> [Your task] Reproduce every row below word for word, leaving the pictures out of your copy.
------------------------------
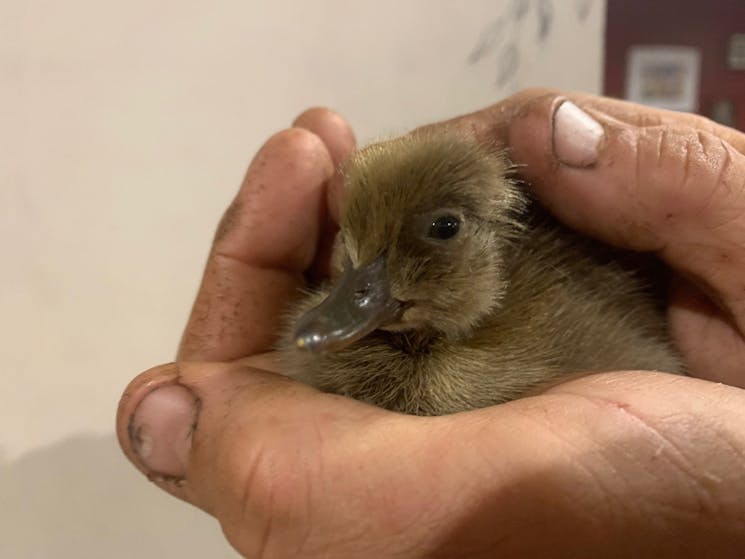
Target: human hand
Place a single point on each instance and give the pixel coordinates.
(619, 464)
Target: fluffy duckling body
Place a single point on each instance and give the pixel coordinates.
(455, 291)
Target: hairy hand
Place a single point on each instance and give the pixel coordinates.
(627, 464)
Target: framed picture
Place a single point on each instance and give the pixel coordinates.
(664, 76)
(736, 52)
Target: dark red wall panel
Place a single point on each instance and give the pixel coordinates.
(705, 24)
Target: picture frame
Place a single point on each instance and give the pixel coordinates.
(666, 77)
(736, 52)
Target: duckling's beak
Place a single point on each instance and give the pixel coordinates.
(359, 302)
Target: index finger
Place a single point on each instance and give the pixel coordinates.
(265, 241)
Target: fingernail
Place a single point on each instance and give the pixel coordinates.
(161, 428)
(576, 136)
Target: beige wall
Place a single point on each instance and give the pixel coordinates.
(125, 128)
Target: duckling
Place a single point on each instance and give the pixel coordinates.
(455, 290)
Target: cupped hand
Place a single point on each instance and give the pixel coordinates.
(627, 464)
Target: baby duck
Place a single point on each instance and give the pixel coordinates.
(454, 290)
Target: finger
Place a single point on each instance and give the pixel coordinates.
(493, 123)
(292, 472)
(644, 116)
(339, 139)
(332, 128)
(264, 243)
(710, 340)
(676, 191)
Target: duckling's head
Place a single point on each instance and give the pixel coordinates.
(423, 228)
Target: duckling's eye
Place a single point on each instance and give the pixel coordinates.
(444, 227)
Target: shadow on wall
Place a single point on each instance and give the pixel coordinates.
(81, 498)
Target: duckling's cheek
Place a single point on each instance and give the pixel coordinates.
(412, 318)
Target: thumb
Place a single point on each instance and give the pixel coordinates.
------------------------------
> [Written solution]
Target: human hand
Place a single point on each instance and give the pixel coordinates.
(619, 464)
Target: fluffy duckling body
Place a single point on each instance and give the pixel coordinates.
(455, 291)
Target: hairy hand
Place a single point on each instance and give the pixel coordinates.
(627, 464)
Target: framed picture
Place a single point on each instance and give the pixel coordinates.
(664, 76)
(736, 52)
Target: dark red wall panel
Place a single point on each instance and give the pixel coordinates.
(705, 24)
Target: picture frame
Place a single point on each instance and give the pixel coordinates.
(666, 77)
(736, 52)
Target: duckling's beak
Place a single point on each instance and give the pixel coordinates.
(359, 302)
Target: index finger
Place a single point on each instance and give the pixel coordinates.
(265, 241)
Target: fingernail
Place a single point on each instance and give the pixel coordinates.
(161, 428)
(576, 136)
Target: beige wall
Place a single point on each instance and give the pixel coordinates.
(125, 128)
Target: duckling
Place a single point on each instance and give the pixel coordinates.
(455, 290)
Target: cupped hand
Place a single point on each instance and give the pixel coordinates.
(627, 464)
Target: baby duck
Place a single point on each instance and give the pixel coordinates.
(454, 290)
Target: finger
Place a single point on each instance and give the pixel coordinates.
(493, 123)
(292, 472)
(644, 116)
(339, 139)
(332, 128)
(264, 243)
(710, 340)
(676, 191)
Target: duckling's head
Place a single point on each instance and give the pixel coordinates.
(423, 228)
Target: duckling's eye
Place a single point on each instance and give the pixel coordinates.
(444, 227)
Target: shadow on wall
Place a single point on each instance and give the pixel coordinates.
(81, 498)
Target: duckling's cheek
Place a single point on each instance and give the pixel coordinates.
(412, 318)
Target: thumb
Place a single point on each instance and give the pixel coordinates.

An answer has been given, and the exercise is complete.